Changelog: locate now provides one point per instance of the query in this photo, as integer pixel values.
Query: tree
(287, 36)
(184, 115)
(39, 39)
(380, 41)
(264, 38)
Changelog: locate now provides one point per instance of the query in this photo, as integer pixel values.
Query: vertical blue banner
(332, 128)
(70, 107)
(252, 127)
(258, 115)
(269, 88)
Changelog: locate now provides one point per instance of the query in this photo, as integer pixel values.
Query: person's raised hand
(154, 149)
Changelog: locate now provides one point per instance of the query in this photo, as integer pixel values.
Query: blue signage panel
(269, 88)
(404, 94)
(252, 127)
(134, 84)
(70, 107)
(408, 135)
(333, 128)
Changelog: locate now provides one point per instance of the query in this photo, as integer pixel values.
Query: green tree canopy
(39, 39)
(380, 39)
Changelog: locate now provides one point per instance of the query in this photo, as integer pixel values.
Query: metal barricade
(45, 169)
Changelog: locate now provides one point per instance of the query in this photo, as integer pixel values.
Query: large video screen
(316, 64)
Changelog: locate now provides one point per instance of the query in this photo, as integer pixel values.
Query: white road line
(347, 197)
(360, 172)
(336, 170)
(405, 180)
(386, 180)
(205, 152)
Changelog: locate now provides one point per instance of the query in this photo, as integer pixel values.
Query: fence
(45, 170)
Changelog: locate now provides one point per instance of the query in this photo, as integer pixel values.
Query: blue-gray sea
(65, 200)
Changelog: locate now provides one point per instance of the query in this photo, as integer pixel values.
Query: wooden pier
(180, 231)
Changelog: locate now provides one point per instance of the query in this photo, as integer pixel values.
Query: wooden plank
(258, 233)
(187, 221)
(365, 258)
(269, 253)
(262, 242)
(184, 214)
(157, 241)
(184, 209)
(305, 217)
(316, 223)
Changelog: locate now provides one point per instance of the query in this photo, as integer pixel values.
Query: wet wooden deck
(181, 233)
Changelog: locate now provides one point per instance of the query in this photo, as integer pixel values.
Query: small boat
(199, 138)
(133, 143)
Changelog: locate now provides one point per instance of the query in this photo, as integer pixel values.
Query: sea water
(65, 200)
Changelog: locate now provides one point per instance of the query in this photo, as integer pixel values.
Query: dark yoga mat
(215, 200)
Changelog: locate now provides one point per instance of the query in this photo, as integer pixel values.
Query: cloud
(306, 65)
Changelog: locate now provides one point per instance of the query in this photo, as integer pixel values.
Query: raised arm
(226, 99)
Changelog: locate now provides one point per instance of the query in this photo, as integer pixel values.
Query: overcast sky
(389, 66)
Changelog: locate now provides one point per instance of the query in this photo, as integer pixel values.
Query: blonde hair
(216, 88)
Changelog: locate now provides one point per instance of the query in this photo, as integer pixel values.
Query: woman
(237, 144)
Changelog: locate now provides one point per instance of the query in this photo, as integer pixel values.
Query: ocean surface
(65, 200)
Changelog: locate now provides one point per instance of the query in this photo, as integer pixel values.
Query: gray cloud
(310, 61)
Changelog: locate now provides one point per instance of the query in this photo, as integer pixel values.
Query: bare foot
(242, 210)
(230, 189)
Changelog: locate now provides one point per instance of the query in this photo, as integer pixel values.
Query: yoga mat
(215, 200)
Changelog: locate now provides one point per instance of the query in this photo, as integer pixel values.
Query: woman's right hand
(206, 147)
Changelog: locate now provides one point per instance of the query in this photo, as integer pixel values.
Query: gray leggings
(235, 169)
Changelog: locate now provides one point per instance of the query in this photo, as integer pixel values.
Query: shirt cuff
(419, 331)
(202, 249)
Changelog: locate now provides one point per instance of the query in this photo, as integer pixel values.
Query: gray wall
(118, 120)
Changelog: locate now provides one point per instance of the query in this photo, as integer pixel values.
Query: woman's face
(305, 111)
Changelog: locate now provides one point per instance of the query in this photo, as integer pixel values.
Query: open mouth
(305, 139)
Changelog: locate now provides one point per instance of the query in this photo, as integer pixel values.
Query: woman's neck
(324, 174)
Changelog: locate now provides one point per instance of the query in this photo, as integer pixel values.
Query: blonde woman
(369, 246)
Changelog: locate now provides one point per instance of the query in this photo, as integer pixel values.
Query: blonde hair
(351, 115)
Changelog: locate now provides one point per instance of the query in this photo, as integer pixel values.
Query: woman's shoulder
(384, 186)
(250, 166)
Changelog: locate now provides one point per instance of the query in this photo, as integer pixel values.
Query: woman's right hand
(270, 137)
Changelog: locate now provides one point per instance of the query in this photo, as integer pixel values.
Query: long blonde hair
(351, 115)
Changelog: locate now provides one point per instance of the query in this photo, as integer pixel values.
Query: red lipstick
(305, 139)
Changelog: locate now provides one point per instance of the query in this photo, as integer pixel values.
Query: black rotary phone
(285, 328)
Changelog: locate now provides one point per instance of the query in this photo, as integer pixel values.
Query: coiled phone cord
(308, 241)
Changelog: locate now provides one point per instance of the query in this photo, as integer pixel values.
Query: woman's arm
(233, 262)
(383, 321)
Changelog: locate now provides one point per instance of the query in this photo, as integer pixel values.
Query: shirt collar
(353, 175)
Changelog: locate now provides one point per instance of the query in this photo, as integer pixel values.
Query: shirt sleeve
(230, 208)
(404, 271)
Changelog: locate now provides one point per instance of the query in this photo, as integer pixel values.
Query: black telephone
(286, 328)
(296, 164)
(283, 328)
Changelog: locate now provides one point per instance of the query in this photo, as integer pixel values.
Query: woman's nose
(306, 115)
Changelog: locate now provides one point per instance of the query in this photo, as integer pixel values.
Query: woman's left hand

---*---

== Stated goal ==
Extract the full listing above without altering anything.

== Task answer ==
Changelog: locate now provides one point per instance of the query in this photo, as integer pixel values.
Query: tree
(287, 36)
(184, 115)
(39, 39)
(380, 41)
(264, 38)
Changelog: locate now provides one point per instance of the query in this photo, as integer pixel values.
Query: vertical blue banner
(332, 128)
(70, 107)
(252, 127)
(258, 115)
(269, 88)
Changelog: locate now provides one point per instance of the query in this photo, as integer pixel values.
Query: person's raised hand
(154, 149)
Changelog: locate now provides one point per instance of the query in this photo, as integer pixel values.
Query: blue signage panel
(269, 88)
(404, 94)
(252, 127)
(134, 84)
(70, 107)
(408, 135)
(333, 128)
Changelog: locate now provides one point per instance of the query in this photo, as integer pixel values.
Query: green tree canopy
(39, 39)
(380, 39)
Changelog: locate now provides one point per instance of the query in this photo, as integer pixel values.
Query: metal barricade
(45, 169)
Changelog: locate now provides one point per instance of the query in this photo, as integer pixel values.
Query: large video screen
(316, 64)
Changelog: locate now provides one point per instance of the query in this photo, as integer pixel values.
Query: white road line
(347, 197)
(360, 172)
(336, 170)
(405, 180)
(386, 180)
(205, 152)
Changelog: locate now provides one point per instance of the query in this photo, as integer pixel values.
Query: fence
(45, 170)
Changelog: locate now provides one point per instance of the query in this photo, as integer pixel values.
Query: blue-gray sea
(65, 200)
Changelog: locate now provides one point per instance of the query in this photo, as integer pixel values.
Query: wooden pier
(180, 231)
Changelog: locate now provides one point per instance of the query in this photo, as integer pixel values.
Query: wooden plank
(258, 233)
(187, 221)
(365, 258)
(269, 253)
(262, 242)
(184, 214)
(157, 241)
(184, 209)
(305, 217)
(316, 223)
Changelog: locate now provides one point per instance of the query in this photo, as integer pixel values.
Query: wet wooden deck
(181, 233)
Changelog: locate now provides one point per instance of the query in this photo, as integer pixel values.
Query: small boat
(199, 138)
(133, 143)
Changelog: locate now provides one point per instance of the query in this photo, as integer pixel values.
Query: sea water
(65, 200)
Changelog: locate now provides one point per instance of the query in this photo, as integer pixel values.
Query: dark yoga mat
(215, 200)
Changelog: locate now provides one point per instance of the query in this photo, as integer pixel values.
Query: cloud
(306, 65)
Changelog: locate now provides one point per instance of the query in this photo, as integer pixel values.
Query: raised arm
(226, 99)
Changelog: locate now provides one point per instance of the query in this photo, as integer pixel values.
Query: overcast sky
(389, 66)
Changelog: locate now provides one point per instance of the query in this photo, as integer pixel values.
Query: blonde hair
(216, 88)
Changelog: locate now provides one point per instance of the query in this photo, as integer pixel values.
Query: woman
(237, 144)
Changelog: locate now provides one point per instance of the query in this photo, as integer pixel values.
Query: ocean surface
(65, 200)
Changelog: locate now provides one point per instance of the query in this photo, as integer pixel values.
Query: gray cloud
(310, 61)
Changelog: locate now provides one point per instance of the query in this photo, as integer pixel values.
Query: bare foot
(242, 210)
(230, 189)
Changelog: locate now provides one point per instance of the query in this photo, as integer pixel values.
Query: yoga mat
(215, 200)
Changelog: locate now provides one point per instance of the query in this photo, as integer pixel values.
Query: woman's right hand
(206, 147)
Changelog: locate now provides one point per instance of the query in this photo, as integer pixel values.
Query: gray leggings
(235, 169)
Changelog: locate now provides one point per instance of the query in this photo, as integer pixel values.
Query: shirt cuff
(419, 331)
(202, 249)
Changelog: locate now provides one point per instance of the query in this photo, as integer pixel values.
Query: gray wall
(118, 120)
Changelog: locate now provides one point per instance of the query in this photo, as integer pixel values.
Query: woman's face
(305, 111)
Changelog: locate now provides one point per instance of the query in this photo, as integer pixel values.
Query: open mouth
(305, 139)
Changelog: locate now provides one point per instance of the query in this photo, as integer pixel values.
Query: woman's neck
(324, 174)
Changelog: locate now provides one point per instance of the query in this photo, as integer pixel values.
Query: blonde woman
(369, 246)
Changelog: locate now provides one point per instance of the query in this photo, as integer pixel values.
Query: blonde hair
(351, 115)
Changelog: locate now provides one point per instance of the query in this photo, as integer pixel values.
Query: woman's shoulder
(384, 186)
(250, 166)
Changelog: locate now provides one point per instance of the query in this photo, as integer pixel values.
Query: woman's right hand
(270, 137)
Changelog: locate now provides one point per instance of the query in this photo, as integer pixel values.
Query: long blonde hair
(351, 115)
Changelog: locate now provides one point per instance of the query in this photo, as integer pixel values.
Query: red lipstick
(305, 139)
Changelog: locate now provides one point per instance of the query in this photo, as integer pixel values.
Query: black rotary phone
(285, 328)
Changelog: locate now provides one point per instance of the query in this photo, as integer pixel values.
Query: coiled phone cord
(308, 241)
Changelog: locate now provides one point per instance of the query in this photo, as integer pixel values.
Query: woman's arm
(233, 262)
(383, 321)
Changelog: locate now provides one point per instance of the query in this photo, as integer pixel values.
Query: shirt collar
(353, 175)
Changelog: locate now provides one point per instance of the query in this photo, as integer pixel values.
Query: shirt sleeve
(230, 208)
(404, 271)
Changelog: locate now provides one point per instance of the query in this photo, as integer pixel values.
Query: black telephone
(286, 328)
(296, 164)
(283, 328)
Changelog: locate now provides one point per instance of the query in this photo, as integer pixel values.
Query: woman's nose
(306, 115)
Changelog: locate now provides one point per instance of the query in this photo, as integer pixel values.
Query: woman's left hand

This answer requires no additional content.